▶ [Data provided]

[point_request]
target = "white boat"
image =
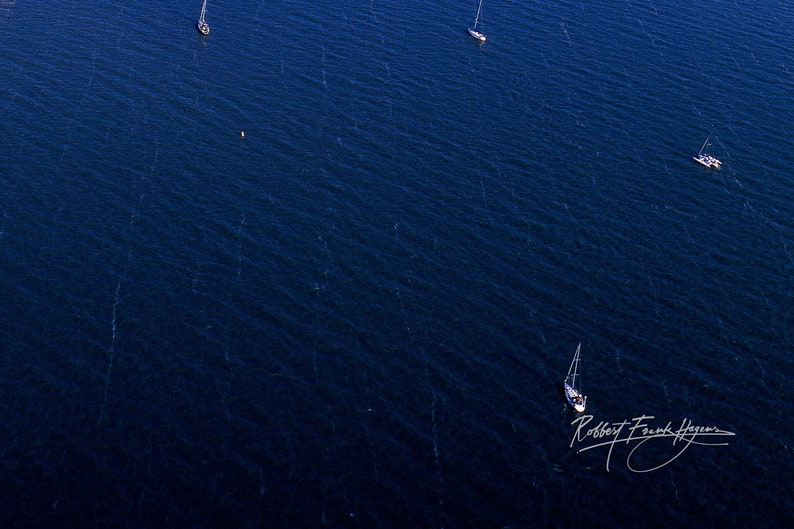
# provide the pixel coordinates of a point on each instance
(473, 31)
(202, 25)
(707, 160)
(572, 393)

▶ [Problem to solve] A faithful copy of every entry is needed, omitting each image.

▶ [Answer]
[point_request]
target = "white boat"
image =
# provide the pixel coordinates of a point on each instance
(473, 31)
(202, 25)
(707, 160)
(572, 393)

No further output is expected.